** Dataset excerpts **
****************
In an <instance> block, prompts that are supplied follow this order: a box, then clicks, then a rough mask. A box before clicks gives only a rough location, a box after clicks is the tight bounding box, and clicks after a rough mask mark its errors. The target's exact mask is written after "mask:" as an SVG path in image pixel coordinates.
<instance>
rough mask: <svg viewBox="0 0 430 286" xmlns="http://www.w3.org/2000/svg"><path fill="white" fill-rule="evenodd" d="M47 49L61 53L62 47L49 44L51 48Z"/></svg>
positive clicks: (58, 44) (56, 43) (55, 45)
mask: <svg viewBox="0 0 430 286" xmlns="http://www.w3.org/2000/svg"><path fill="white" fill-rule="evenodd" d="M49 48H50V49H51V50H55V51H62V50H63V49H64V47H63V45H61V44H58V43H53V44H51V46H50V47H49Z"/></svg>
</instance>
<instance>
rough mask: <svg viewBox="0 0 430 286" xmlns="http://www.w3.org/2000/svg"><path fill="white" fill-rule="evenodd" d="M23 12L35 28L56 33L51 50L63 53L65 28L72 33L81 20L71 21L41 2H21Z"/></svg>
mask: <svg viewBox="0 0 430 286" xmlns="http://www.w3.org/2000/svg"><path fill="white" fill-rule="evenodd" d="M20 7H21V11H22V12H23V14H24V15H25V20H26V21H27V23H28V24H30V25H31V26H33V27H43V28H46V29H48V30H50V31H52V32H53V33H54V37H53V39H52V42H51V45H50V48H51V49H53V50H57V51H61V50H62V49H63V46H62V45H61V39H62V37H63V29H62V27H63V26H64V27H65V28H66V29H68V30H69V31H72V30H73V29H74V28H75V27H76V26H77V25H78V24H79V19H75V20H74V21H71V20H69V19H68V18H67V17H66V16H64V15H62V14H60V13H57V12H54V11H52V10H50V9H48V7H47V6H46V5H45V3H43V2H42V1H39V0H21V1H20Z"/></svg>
****************
** Work request **
Please render every line of the entries above as a Markdown table with the columns "Row" and "Entry line", skipping any blank lines.

** Result for this task **
| Row | Entry line |
|---|---|
| 1 | In an <instance> block, prompts that are supplied follow this order: a box, then clicks, then a rough mask. A box before clicks gives only a rough location, a box after clicks is the tight bounding box, and clicks after a rough mask mark its errors. The target's exact mask is written after "mask:" as an SVG path in image pixel coordinates. |
| 2 | <instance> |
| 3 | rough mask: <svg viewBox="0 0 430 286" xmlns="http://www.w3.org/2000/svg"><path fill="white" fill-rule="evenodd" d="M47 49L61 53L62 47L49 44L51 48Z"/></svg> |
| 4 | positive clicks: (58, 44) (56, 43) (55, 45) |
| 5 | mask: <svg viewBox="0 0 430 286" xmlns="http://www.w3.org/2000/svg"><path fill="white" fill-rule="evenodd" d="M49 48H50V49H51V50H55V51H62V50H63V49H64V47H63V45H61V44H58V43H53V44H51V46H50V47H49Z"/></svg> |
| 6 | </instance> |
| 7 | <instance> |
| 8 | rough mask: <svg viewBox="0 0 430 286" xmlns="http://www.w3.org/2000/svg"><path fill="white" fill-rule="evenodd" d="M23 12L35 28L56 33L51 50L63 53L65 28L72 33L81 20L71 21L41 2H21Z"/></svg> |
| 9 | mask: <svg viewBox="0 0 430 286" xmlns="http://www.w3.org/2000/svg"><path fill="white" fill-rule="evenodd" d="M20 7H21V11H22V12H23V14H24V15H25V20H26V21H27V23H28V24H30V25H31V26H33V27H43V28H46V29H48V30H50V31H52V32H53V33H54V37H53V39H52V42H51V45H50V48H51V49H53V50H57V51H61V50H62V49H63V46H62V45H61V39H62V37H63V29H62V27H63V26H64V27H65V28H66V29H68V30H69V31H72V30H73V29H74V28H75V27H76V26H77V25H78V24H79V19H75V20H74V21H71V20H69V19H68V18H67V17H66V16H64V15H62V14H60V13H57V12H54V11H52V10H50V9H48V7H47V6H46V5H45V3H43V2H42V1H39V0H21V1H20Z"/></svg> |